### Source extract
From right before the last recession, since the end of 2007, Biosyent stock has delivered 45.5% per year, beating Berkshire by 38.7% annually. Since its low in the recession, Biosyent stock has delivered returns of 69.4% per year; a $10,000 investment transformed into more than $2 million by now! In the period, Biosyent roughly increased its book value per share by 3,230%, beating Berkshire by 3,007%.

Biosyent last reported net cash of nearly $8.6 million. So, it has a pristine balance sheet and is positioned for profitable growth with strong financial flexibility.

There’s no doubt Berkshire Hathaway is a fabulous long-term investment. However, the seven stocks mentioned have outperformed Berkshire, and they can very well continue to do so.

To outperform Berkshire, do not bet on a small number of stocks. That’d be risky. Instead, invest in a basket of stocks to diversify your risks.

### Data to examine
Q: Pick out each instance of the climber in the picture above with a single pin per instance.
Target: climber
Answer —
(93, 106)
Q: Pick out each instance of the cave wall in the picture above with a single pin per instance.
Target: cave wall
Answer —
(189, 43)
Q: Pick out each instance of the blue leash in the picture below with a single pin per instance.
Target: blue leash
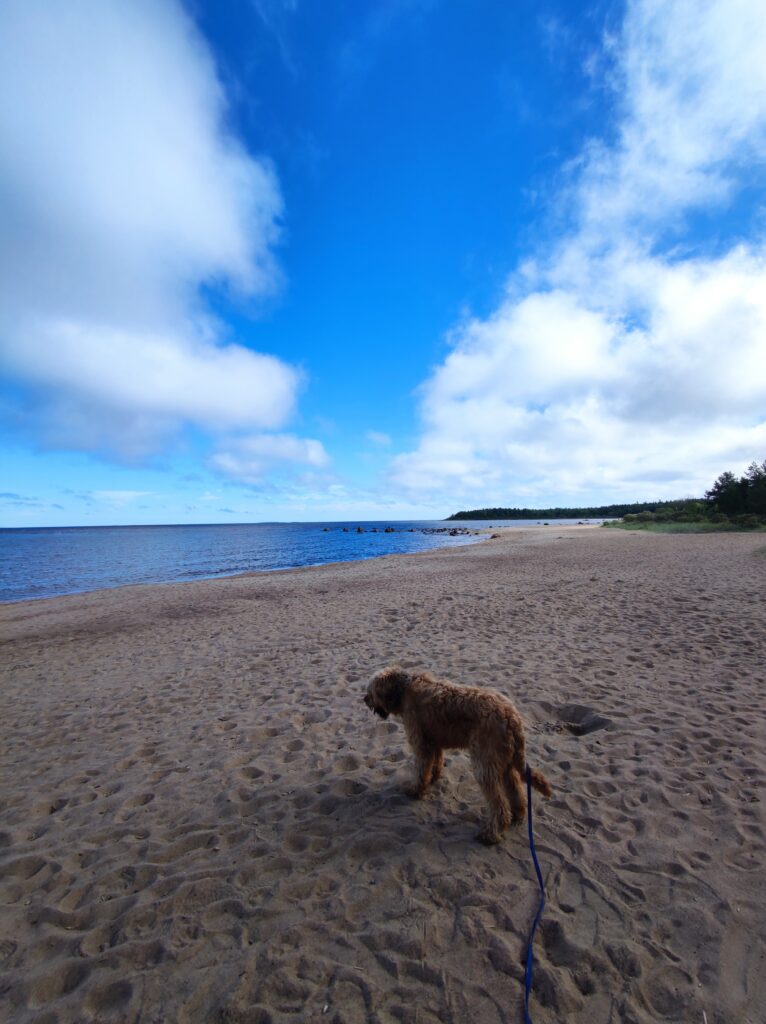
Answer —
(529, 955)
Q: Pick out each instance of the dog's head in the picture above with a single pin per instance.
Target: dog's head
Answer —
(385, 694)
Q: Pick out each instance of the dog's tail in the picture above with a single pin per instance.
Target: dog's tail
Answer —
(541, 783)
(539, 780)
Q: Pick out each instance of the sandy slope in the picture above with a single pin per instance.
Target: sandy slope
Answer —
(201, 821)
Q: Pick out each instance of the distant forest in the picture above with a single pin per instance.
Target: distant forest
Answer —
(731, 501)
(595, 512)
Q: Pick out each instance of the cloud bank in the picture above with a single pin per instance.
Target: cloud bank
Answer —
(626, 361)
(122, 195)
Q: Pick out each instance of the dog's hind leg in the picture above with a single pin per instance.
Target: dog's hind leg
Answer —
(491, 777)
(515, 790)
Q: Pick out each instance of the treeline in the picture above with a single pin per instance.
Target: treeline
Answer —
(594, 512)
(731, 501)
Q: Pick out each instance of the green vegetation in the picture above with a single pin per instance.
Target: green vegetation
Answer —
(730, 504)
(595, 512)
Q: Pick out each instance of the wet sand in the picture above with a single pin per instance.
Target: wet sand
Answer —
(200, 820)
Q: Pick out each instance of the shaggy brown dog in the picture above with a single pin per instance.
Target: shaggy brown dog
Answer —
(439, 716)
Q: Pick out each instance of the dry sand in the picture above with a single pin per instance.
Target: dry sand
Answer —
(200, 820)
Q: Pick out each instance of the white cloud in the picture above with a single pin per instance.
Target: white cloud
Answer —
(611, 368)
(119, 498)
(123, 194)
(248, 459)
(378, 438)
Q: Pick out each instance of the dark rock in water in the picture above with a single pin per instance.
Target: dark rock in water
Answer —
(581, 720)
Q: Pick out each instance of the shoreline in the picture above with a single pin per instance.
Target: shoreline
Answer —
(201, 819)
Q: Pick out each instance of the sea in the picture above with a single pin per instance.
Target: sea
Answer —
(48, 562)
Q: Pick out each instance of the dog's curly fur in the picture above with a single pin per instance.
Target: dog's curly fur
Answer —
(438, 716)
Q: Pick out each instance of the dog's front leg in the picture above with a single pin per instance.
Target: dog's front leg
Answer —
(426, 761)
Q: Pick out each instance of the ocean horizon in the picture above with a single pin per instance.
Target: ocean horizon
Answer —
(51, 561)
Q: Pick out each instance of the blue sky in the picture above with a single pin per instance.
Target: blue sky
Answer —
(282, 260)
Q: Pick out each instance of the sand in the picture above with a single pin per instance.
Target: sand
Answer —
(200, 820)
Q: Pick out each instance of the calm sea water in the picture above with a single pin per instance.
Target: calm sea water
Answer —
(52, 561)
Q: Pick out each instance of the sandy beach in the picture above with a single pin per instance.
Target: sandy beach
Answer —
(200, 820)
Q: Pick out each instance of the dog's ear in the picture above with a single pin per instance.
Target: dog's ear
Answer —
(390, 685)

### Work instructions
a) According to the Biosyent investment text, how much net cash did Biosyent last report?
b) Write the next part of the Biosyent investment text, starting after its final sentence.
The listing has no connection to the Biosyent investment text.

### Results in order
a) Nearly $8.6 million.

b)
You can start your research with the discussed stocks. Currently, the best buys of the seven may be Brookfield Business Partners, Shopify, and MTY Food Group. Shopify is very interesting. It’s surely super pricey, but it has been making new 52-week highs time and time again recently. This indicates that investors are positive about Shopify’s durable growth prospects.

Kay Ng owns shares of Brookfield Asset Management, Brookfield Business Partners, Shopify, OpenText, Couche-Tard, and Biosyent.